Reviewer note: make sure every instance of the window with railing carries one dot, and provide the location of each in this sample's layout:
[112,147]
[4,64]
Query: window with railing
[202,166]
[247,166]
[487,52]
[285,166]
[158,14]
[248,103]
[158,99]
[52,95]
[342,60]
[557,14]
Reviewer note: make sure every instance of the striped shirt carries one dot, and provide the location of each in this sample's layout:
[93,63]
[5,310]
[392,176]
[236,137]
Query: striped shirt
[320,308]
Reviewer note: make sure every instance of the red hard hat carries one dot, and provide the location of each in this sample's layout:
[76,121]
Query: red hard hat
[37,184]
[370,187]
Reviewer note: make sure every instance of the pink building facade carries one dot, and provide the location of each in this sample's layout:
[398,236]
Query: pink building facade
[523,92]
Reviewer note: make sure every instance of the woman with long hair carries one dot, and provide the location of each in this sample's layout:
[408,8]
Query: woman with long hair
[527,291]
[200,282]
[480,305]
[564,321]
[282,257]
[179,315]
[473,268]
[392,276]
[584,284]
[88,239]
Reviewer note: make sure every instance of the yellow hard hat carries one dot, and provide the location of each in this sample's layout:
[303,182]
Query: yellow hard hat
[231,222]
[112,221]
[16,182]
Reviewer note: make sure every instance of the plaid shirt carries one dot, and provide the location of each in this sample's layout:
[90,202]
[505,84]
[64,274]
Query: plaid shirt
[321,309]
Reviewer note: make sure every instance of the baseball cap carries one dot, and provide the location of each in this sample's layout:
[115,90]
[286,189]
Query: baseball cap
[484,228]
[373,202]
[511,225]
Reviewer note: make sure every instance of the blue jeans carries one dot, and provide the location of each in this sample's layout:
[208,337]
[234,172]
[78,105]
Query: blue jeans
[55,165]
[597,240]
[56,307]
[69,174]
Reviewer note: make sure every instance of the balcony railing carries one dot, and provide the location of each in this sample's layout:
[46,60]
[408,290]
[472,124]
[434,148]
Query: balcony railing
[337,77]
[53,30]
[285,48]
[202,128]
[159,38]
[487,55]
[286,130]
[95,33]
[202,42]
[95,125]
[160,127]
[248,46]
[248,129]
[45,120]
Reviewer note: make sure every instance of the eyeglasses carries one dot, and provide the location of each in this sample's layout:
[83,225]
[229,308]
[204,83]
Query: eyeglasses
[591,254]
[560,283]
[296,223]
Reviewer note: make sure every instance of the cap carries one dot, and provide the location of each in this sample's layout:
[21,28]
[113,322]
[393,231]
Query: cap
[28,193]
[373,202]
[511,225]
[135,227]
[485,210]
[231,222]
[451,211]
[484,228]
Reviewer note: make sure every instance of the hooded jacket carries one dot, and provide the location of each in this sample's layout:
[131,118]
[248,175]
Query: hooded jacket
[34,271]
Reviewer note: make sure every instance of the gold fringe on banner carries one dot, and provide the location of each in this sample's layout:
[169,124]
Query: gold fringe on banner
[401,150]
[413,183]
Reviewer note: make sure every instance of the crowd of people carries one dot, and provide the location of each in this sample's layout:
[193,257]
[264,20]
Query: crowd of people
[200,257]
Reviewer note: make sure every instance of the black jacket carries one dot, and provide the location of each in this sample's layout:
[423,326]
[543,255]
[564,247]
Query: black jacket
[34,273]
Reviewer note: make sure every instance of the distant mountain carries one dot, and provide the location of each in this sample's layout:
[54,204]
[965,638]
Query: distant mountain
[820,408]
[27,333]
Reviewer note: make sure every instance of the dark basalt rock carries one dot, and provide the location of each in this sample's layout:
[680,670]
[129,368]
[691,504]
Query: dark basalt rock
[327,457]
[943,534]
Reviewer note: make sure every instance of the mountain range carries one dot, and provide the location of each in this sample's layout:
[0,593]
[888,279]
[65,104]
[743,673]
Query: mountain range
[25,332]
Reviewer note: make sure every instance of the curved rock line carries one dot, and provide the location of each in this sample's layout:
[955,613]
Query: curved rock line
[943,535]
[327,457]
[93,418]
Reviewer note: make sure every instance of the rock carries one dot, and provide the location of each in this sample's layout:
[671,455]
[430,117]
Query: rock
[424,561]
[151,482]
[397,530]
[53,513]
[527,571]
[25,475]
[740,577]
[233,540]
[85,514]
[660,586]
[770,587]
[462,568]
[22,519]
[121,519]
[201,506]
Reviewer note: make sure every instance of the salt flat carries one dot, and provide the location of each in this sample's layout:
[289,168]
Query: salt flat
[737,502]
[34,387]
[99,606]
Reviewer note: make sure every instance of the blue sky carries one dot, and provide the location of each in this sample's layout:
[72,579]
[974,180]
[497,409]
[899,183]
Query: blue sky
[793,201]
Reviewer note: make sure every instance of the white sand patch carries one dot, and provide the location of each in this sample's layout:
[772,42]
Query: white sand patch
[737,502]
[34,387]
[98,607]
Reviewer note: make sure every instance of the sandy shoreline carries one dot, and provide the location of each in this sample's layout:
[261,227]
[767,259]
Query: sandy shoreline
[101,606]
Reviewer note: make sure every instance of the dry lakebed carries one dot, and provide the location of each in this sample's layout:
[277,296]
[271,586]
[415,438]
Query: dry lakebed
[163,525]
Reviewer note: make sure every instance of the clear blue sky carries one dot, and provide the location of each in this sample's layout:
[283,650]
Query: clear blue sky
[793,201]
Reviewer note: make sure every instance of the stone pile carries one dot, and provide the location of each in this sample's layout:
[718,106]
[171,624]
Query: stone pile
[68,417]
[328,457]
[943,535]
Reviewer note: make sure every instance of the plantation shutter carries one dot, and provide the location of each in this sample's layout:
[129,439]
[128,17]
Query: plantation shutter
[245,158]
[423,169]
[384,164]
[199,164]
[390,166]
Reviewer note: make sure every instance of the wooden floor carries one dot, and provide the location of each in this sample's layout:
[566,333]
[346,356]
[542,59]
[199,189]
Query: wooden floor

=====

YOUR TASK: Retype the records above from the line with "Reviewer note: make sure every instance of the clear" up to and including the last line, keeping every character unchanged.

ANSWER TO THE PROBLEM:
Reviewer note: make sure every instance of the clear blue sky carries one dot, and provide the location of each in this sample's layout:
[283,650]
Query: clear blue sky
[793,201]
Reviewer note: make sure every instance of the stone pile carries one dot, and provide the location of each in this sample's layout:
[718,106]
[171,624]
Query: stone pile
[68,417]
[328,457]
[943,535]
Reviewer note: make sure every instance of the plantation shutter carries one dot, and provide the location of each in this sample's layout:
[129,439]
[128,17]
Query: plantation shutter
[245,158]
[423,169]
[384,164]
[199,164]
[390,166]
Reviewer note: make sure every instance of the wooden floor carries one dot, and provide the location of each in this sample's layout:
[566,333]
[346,356]
[542,59]
[199,189]
Query: wooden floor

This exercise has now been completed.